● **Alıştırma 1**: Listede "If you could locate the shadow" ifadesinin geçtiği satırdan listenin sonuna kadar olan satırları, iki uç da dahil, tamamını yeniden yazarak ölçeklendir. Yalnızca "Target:" satırlarının altındaki piksel koordinatlarını 2,45 ile çarpıp tam sayıya yuvarla (buçuklar yukarı), diğer satırlar olduğu gibi kalsın ve sadece bu satırları ver.

● **Kaynak metin**:
Kocatepe’yi saran ruh

26 Aralık 2022 Pazartesi

Geçen perşembe günü zor, acılı, duygu dolu ve hüzünlü bir gündü. 

Benim gibi birçok insan yoğun duygularla yola çıkmıştı. Buluşma noktası Kocatepe Camisi idi. Bir şehit uğurlanacaktı. Yüz yıl önce Kocatepe’de olanların bilincinde olan insanlardık. Tek farkımız üstümüzde üniforma olmamasıydı. Yüz yıl öncesinin kavuran sıcağı değil, tam tersine Sakarya Savaşı öncesindeki Ankara’nın soğuk ve kasvetli havası kaplamıştı Kocatepe’nin avlusunu...

Merdivenleri tırmandığımızda birkaç çelenk vardı orta yerde. Birkaç namuslu insanın ve bazı grupların çelenkleriydi onlar... Kocatepe’nin koca komutanlarının makamlarını dolduranların hiçbirinin adı sanı yoktu. Çok şükür dedim, oldukları gibi görünmüşler nihayet... Birkaç da tanımadığımız yüz vardı; insanın hası takımından... Şule Nazlıoğlu Erol ve Müyesser Yıldız her zamanki gibi hazır ve nazırlardı... 

Ağır ağır çıktık merdivenleri. Sanki bir ihtiram atışının ihtişamına teslim olmuştu ruhlarımız ve sanki Çiğiltepe’den ölüm haberi almış gibiydik! Başlangıçta bir manga kadardık ama bir ordu gibi hissediyorduk kendimizi! Gelen kucaklaşıyordu üzüntü ve coşku sarmalıyla...

● **Çıkarılan veriler**:
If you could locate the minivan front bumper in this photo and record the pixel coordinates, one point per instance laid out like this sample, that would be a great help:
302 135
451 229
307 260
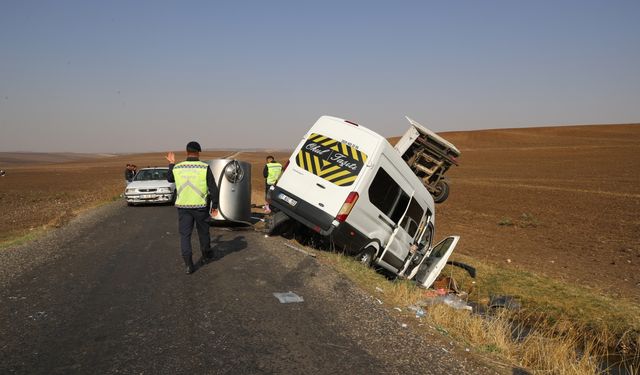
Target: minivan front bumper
302 211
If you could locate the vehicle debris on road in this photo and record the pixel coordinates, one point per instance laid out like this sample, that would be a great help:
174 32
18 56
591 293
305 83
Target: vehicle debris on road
288 297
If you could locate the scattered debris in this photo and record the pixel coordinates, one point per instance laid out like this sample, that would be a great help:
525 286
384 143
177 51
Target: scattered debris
38 315
288 297
418 310
299 249
450 300
446 283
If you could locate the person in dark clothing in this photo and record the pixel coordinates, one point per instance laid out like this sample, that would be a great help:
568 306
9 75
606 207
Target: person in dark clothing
128 174
196 191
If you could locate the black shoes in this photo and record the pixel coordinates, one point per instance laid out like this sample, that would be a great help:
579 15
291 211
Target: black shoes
207 256
189 263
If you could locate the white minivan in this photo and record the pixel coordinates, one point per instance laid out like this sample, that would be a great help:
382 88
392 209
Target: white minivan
348 183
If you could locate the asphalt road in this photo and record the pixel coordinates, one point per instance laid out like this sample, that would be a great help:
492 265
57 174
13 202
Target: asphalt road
108 294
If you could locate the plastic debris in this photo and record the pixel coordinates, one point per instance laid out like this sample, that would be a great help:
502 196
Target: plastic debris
300 250
507 302
456 303
288 297
450 300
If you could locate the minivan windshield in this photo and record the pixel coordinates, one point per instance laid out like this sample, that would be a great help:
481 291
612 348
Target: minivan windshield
152 174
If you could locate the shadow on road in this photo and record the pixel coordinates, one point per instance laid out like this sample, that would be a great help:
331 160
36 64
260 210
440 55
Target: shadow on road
222 248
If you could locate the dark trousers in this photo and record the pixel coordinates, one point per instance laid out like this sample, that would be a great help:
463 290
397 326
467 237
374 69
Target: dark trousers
186 218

● **Alıştırma 2**: Kocatepe yazısında "Geçen perşembe günü" ile "hazır ve nazırlardı..." arasındaki bölümü, ikisi de dahil, "perşembe" yerine "cuma" koyarak güncelle.

● **Cevap 1**:
If you could locate the shadow on road in this photo and record the pixel coordinates, one point per instance laid out like this sample, that would be a great help:
331 160
36 64
260 210
440 55
Target: shadow on road
544 608
If you could locate the dark trousers in this photo and record the pixel coordinates, one point per instance laid out like this sample, that would be a great help:
463 290
397 326
467 237
374 69
Target: dark trousers
456 534

● **Cevap 2**:
Geçen cuma günü zor, acılı, duygu dolu ve hüzünlü bir gündü. 

Benim gibi birçok insan yoğun duygularla yola çıkmıştı. Buluşma noktası Kocatepe Camisi idi. Bir şehit uğurlanacaktı. Yüz yıl önce Kocatepe’de olanların bilincinde olan insanlardık. Tek farkımız üstümüzde üniforma olmamasıydı. Yüz yıl öncesinin kavuran sıcağı değil, tam tersine Sakarya Savaşı öncesindeki Ankara’nın soğuk ve kasvetli havası kaplamıştı Kocatepe’nin avlusunu...

Merdivenleri tırmandığımızda birkaç çelenk vardı orta yerde. Birkaç namuslu insanın ve bazı grupların çelenkleriydi onlar... Kocatepe’nin koca komutanlarının makamlarını dolduranların hiçbirinin adı sanı yoktu. Çok şükür dedim, oldukları gibi görünmüşler nihayet... Birkaç da tanımadığımız yüz vardı; insanın hası takımından... Şule Nazlıoğlu Erol ve Müyesser Yıldız her zamanki gibi hazır ve nazırlardı...